Re: [R] Cacheing of functions from libraries other than the base in Rmarkdown

2021-09-19 Thread Chris Evans
Can you point me to an example of this?  I definitely need cacheing for this 
work but I don't know
about data cacheing packages.  Might be one of those things where my learning 
time might outweigh
time saved but I lost a fair bit of time by being stupid with this so perhaps 
not.

- Original Message -
> From: "Jeff Newmiller" 
> To: r-help@r-project.org, "Charles Berry" , "Chris 
> Evans" 
> Cc: "R-help" 
> Sent: Sunday, 19 September, 2021 19:45:03
> Subject: Re: [R] Cacheing of functions from libraries other than the base in 
> Rmarkdown

> I avoid knitr (Rmarkdown uses knitr) caching like the plague. If I want 
> caching,
> I do it myself (with or without the aid of one of a data caching package).
> 
> On September 19, 2021 10:28:49 AM PDT, "Berry, Charles"

Problems to work on:
A - Answer these about the R-help thread excerpt:
(i) According to Jeff Newmiller's message, what does Rmarkdown use?
(ii) What kind of packages does Chris Evans say he doesn't know about?
(iii) What date and time appear in the "Sent" line of the quoted message?
B - Take up the R-help thread excerpt at its final line and continue writing it from there.

Material:
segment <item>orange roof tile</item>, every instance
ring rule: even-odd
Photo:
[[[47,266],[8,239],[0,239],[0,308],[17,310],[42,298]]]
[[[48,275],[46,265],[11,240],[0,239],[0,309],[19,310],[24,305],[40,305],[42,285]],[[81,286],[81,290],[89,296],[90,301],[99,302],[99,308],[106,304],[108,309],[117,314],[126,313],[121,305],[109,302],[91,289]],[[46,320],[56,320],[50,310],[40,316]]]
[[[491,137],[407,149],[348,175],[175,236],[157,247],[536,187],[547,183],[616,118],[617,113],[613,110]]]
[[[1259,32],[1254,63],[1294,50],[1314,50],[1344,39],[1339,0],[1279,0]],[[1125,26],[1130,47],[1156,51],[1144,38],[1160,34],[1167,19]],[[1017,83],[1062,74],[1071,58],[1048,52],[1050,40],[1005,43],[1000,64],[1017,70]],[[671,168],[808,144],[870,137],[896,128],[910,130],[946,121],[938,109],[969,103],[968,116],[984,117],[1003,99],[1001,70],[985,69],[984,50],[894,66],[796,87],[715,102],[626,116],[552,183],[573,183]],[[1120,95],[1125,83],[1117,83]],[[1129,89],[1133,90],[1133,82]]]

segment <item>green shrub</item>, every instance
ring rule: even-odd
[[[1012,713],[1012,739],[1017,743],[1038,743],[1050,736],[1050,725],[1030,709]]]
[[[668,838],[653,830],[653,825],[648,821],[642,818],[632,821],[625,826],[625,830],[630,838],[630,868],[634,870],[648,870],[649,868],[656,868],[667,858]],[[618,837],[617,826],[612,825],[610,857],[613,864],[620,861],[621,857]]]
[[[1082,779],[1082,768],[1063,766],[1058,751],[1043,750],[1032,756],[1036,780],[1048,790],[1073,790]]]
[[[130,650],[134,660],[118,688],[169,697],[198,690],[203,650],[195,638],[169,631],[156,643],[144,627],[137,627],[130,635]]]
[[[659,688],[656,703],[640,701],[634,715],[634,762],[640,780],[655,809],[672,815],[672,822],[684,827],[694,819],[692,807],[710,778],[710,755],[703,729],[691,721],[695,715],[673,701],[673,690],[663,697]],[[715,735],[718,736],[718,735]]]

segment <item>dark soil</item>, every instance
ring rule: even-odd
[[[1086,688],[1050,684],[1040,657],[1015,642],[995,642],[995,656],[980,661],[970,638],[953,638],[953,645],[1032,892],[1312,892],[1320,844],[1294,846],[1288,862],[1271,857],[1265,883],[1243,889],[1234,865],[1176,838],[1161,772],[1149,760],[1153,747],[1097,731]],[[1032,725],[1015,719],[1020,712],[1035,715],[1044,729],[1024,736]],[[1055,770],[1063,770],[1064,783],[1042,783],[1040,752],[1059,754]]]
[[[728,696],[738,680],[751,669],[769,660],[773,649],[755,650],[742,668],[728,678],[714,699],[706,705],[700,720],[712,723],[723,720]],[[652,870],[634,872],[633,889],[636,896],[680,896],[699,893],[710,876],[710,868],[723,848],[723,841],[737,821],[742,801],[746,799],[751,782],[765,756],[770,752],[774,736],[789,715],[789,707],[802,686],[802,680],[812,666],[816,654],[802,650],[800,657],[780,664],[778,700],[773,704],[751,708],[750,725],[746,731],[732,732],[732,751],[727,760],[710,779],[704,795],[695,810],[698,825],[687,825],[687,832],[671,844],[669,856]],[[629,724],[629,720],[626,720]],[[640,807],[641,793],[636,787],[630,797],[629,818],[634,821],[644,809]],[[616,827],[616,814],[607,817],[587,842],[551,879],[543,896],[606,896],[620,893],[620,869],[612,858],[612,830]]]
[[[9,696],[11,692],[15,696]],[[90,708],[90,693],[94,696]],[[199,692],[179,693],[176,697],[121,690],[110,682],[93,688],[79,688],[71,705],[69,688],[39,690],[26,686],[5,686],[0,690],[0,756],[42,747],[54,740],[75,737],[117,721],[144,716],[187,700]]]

Exercise answers:
A -
(i) knitr
(ii) Data cacheing packages
(iii) Sunday, 19 September, 2021 19:45:03

B -
>  wrote:
>>Chris,
>>
>>
>>> On Sep 18, 2021, at 12:26 PM, Chris Evans  wrote:
>>> 
>>> This question may belong somewhere else, if so, please signpost me and 
>>> accept
>>> apologies.
>>> 
>>> What is happening is that I have a large (for me, > 3k lines) Rmarkdown file
>>> with many R code blocks (no other code or
>>> engine is used) working on some large datasets.  I have some inline r like
>>> 
>>>   There are `r n_distinct(tibDat$ID)` participants and `r nrow(tibDat)` 
>>> rows of
>>>   data.
>>> 
>>> What I am finding is that even if one knit has worked fine and I change
>>> something somewhere and knit again, the second
>>> knit is often failing with an error like
>>> 
>>>   n_distinct(tibDat$ID) : could not find function "n_distinct"
>>> 
>>> This is not happening for functions like nrow() from base R and it mostly 
>>> seems
>>> to happen to functions from the tidyverse.
>>> 
>>> I think what is happening is some sort of cache corruption presumably 
>>> caused by
>>> the memory demands.  I am pretty sure I've
>>> seen this before but a long time ago and dealt with it by deleting the 
>>> files and
>>> cache folders created by the knit.
>>
>>Caching things that depend on libraries is known to be tricky.
>>
>>Specifically, it is advised that "loading packages via library() in a cached
>>chunk and these packages will be used by uncached chunks" is something you
>>should not do.  I suspect that this is the problem with your inline chunk.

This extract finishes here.